- Challenge -
Copy out every line from the one containing "Target: blurred background" through the end of the rows, requests included. Increase each point coordinate in the answers by 17 and leave the format sample numbers unchanged.

[Extracted data entries]
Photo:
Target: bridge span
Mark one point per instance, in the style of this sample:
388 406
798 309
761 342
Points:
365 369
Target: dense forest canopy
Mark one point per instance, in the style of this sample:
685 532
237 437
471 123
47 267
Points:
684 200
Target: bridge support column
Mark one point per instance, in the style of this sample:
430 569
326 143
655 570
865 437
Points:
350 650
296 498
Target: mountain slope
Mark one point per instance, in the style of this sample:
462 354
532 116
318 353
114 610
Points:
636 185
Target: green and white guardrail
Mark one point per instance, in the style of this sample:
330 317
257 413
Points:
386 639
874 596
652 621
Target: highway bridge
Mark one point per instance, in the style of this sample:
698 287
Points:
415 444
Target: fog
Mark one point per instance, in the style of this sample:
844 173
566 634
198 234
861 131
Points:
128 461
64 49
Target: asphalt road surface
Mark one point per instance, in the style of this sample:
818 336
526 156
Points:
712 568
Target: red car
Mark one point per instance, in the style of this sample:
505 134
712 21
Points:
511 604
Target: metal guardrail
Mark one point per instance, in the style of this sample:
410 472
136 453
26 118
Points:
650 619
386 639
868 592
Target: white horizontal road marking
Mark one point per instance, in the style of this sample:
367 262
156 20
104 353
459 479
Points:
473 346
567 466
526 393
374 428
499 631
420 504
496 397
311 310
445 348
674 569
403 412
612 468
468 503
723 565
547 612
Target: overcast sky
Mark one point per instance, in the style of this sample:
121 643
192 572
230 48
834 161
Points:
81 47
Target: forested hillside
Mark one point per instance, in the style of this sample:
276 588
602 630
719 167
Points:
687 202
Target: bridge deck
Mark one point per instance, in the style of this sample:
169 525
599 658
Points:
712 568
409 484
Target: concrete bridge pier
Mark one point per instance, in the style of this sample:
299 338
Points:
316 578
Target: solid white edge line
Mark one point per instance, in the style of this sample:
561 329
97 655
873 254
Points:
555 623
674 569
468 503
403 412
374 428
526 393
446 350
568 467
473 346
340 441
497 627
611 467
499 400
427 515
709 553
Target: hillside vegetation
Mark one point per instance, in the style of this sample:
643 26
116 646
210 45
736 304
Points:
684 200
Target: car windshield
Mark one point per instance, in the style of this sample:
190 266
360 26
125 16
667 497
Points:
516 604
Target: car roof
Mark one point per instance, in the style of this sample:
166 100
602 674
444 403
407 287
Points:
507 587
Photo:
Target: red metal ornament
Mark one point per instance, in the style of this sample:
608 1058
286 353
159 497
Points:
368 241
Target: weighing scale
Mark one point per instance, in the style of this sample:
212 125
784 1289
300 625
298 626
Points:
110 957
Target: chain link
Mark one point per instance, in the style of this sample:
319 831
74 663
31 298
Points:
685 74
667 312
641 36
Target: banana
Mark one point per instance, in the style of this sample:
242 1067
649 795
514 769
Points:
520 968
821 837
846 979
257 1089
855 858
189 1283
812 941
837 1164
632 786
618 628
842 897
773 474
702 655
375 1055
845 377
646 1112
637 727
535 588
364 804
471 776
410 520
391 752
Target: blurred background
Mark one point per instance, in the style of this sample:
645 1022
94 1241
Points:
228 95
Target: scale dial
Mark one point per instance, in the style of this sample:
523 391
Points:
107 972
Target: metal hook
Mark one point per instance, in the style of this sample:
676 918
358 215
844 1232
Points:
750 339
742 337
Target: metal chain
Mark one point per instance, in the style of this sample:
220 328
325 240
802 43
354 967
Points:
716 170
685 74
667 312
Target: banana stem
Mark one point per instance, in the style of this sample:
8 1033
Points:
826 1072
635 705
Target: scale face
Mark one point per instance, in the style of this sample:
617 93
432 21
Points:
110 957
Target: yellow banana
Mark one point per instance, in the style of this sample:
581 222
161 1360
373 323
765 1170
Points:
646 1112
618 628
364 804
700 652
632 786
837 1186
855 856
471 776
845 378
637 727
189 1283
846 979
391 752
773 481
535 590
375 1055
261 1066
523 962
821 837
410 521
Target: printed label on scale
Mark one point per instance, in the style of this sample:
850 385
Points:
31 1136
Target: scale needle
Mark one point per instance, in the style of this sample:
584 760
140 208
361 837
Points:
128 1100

- Response for this exercise -
Target: blurred background
Mark one point per instance, in the style of this sample:
645 1022
94 1241
Points:
245 112
Target: scale dial
Mark one point per instance, in the style of this sample:
523 391
Points:
124 989
Target: metal hook
Mark one point per instance, in the style of this sample:
676 918
358 215
844 1232
Points:
767 356
759 354
Target: metal chain
Mark one point per instance, in the style of this sample:
220 328
325 240
802 43
354 967
Points:
733 187
702 91
684 329
Target: banana stem
Mark one point per instance, in the style of this sample:
8 1033
Points:
843 1089
652 722
Target: scale face
Mark one point per instance, in the style of this sample:
617 93
432 21
Points:
127 974
Target: yellow banana
Mark one point per instance, in the style of this sample:
581 222
161 1360
373 323
765 1170
Points:
663 1129
635 645
381 821
717 669
649 803
854 1203
872 873
488 793
862 395
654 744
206 1300
863 996
408 769
790 498
552 607
392 1072
278 1083
540 979
838 854
427 538
Target: printed label on scale
Mark one point per instance, in the style of this sample:
850 385
Points:
48 1153
Target: scale needle
Mark one point per instance, in the style of this sample:
584 760
140 208
361 837
Points:
145 1117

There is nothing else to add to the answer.